— DOCUMENT SEGMENT —

####################

A Taste of How Social Media Can Support Promotional Efforts
The most interesting point to consider in the article and the one that holds a lesson for hospitals is: “Because even if the majority of consumers will never see one, much less eat one, the fast food giant is getting more free publicity than it could ever buy.”
McDonald’s jumpstarted the blogosphere conversation about the McRib by offering the product for a limited time. Don’t worry. I’m not advocating that hospitals withhold a service so they can roll it out once a year to a big publicity splash. (“Sorry, we only run our cardiac unit in October.”) But hospitals can jumpstart buzz about services by being generous with information and linking short-lived promotions to long-lived social media.
For example, a hospital’s sleep disorder center could create a buzz by setting up a glass “bedroom” in an indoor mall and conducting an actual sleep study. Film the whole thing and let everyone who walks by know that they can go to your YouTube Channel or website to see the complete study in fast motion. Hand out herbal tea packets with your YouTube Channel and website address and provocative information, such as:
You may not immediately recognize a sleep disorder, since some of the symptoms are often overlooked:
- Achy or restless legs at night
- Frequent morning headaches
- Frequent night-time urination
- Weight gain
- Memory loss
- Excessive daytime sleepiness
- Difficulty falling or staying asleep
- Heavy snoring
- Sleep walking, talking or other unusual sleep behavior
Back to the McRib lesson … most of your community will never need or experience a sleep study, but if they do or someone they know does, they’ll head to YouTube to find that fast motion video of that sleep study they saw in the mall.

####################

— PROVIDED RECORDS —
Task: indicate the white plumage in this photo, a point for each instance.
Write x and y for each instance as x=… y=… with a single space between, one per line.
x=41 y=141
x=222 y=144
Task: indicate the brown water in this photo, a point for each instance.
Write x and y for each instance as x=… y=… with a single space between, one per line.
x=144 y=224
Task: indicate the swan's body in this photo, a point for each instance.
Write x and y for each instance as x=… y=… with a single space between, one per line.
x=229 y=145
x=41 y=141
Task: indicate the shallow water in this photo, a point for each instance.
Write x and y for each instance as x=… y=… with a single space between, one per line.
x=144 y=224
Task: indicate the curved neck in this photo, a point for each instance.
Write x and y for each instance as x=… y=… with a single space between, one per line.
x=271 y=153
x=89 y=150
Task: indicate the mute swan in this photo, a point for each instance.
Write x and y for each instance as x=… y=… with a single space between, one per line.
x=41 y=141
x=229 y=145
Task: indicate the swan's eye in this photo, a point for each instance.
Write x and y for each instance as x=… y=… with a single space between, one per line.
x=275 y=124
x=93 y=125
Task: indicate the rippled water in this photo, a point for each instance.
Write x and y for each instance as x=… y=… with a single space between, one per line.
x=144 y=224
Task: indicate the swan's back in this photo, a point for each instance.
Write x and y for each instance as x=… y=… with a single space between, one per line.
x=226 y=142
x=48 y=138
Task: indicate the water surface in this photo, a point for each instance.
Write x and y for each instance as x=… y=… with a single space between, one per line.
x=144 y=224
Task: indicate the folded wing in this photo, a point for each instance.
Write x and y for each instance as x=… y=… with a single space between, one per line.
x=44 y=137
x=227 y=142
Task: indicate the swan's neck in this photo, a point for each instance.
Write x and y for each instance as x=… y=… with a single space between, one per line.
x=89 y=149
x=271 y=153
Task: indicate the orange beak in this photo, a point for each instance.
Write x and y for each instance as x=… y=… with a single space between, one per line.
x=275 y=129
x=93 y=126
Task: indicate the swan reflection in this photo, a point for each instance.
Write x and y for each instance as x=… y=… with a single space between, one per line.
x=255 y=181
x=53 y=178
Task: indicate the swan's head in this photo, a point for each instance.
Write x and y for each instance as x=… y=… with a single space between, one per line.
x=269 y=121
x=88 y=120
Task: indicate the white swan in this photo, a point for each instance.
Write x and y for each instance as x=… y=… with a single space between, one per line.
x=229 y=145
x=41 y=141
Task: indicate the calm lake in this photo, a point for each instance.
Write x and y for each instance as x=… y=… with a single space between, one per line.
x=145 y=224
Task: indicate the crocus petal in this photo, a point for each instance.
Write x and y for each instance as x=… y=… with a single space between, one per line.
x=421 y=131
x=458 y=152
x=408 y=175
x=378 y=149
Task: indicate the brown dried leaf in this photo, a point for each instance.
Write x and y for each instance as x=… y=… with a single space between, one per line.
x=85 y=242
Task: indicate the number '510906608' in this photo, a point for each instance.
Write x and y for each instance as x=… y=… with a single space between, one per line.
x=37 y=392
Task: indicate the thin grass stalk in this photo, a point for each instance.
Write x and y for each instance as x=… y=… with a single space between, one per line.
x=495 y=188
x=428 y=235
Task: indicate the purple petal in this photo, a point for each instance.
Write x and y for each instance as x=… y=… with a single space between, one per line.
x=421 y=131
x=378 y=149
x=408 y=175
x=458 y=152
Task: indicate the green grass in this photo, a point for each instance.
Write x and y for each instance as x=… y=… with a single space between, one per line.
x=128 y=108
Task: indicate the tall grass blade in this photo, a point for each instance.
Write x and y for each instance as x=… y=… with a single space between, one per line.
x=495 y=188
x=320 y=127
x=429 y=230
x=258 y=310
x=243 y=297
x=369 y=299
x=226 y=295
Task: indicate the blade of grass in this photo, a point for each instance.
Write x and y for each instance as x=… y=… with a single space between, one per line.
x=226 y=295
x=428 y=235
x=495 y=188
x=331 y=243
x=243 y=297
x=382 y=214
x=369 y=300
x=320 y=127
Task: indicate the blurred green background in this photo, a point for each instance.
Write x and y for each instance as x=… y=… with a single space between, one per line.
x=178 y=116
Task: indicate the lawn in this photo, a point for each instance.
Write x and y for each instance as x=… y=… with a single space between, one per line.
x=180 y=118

####################

Reproduce the full text above about using social media to support hospital promotions, word for word.

— WRITTEN SOLUTION —
A Taste of How Social Media Can Support Promotional Efforts
The most interesting point to consider in the article and the one that holds a lesson for hospitals is: “Because even if the majority of consumers will never see one, much less eat one, the fast food giant is getting more free publicity than it could ever buy.”
McDonald’s jumpstarted the blogosphere conversation about the McRib by offering the product for a limited time. Don’t worry. I’m not advocating that hospitals withhold a service so they can roll it out once a year to a big publicity splash. (“Sorry, we only run our cardiac unit in October.”) But hospitals can jumpstart buzz about services by being generous with information and linking short-lived promotions to long-lived social media.
For example, a hospital’s sleep disorder center could create a buzz by setting up a glass “bedroom” in an indoor mall and conducting an actual sleep study. Film the whole thing and let everyone who walks by know that they can go to your YouTube Channel or website to see the complete study in fast motion. Hand out herbal tea packets with your YouTube Channel and website address and provocative information, such as:
You may not immediately recognize a sleep disorder, since some of the symptoms are often overlooked:
- Achy or restless legs at night
- Frequent morning headaches
- Frequent night-time urination
- Weight gain
- Memory loss
- Excessive daytime sleepiness
- Difficulty falling or staying asleep
- Heavy snoring
- Sleep walking, talking or other unusual sleep behavior
Back to the McRib lesson … most of your community will never need or experience a sleep study, but if they do or someone they know does, they’ll head to YouTube to find that fast motion video of that sleep study they saw in the mall.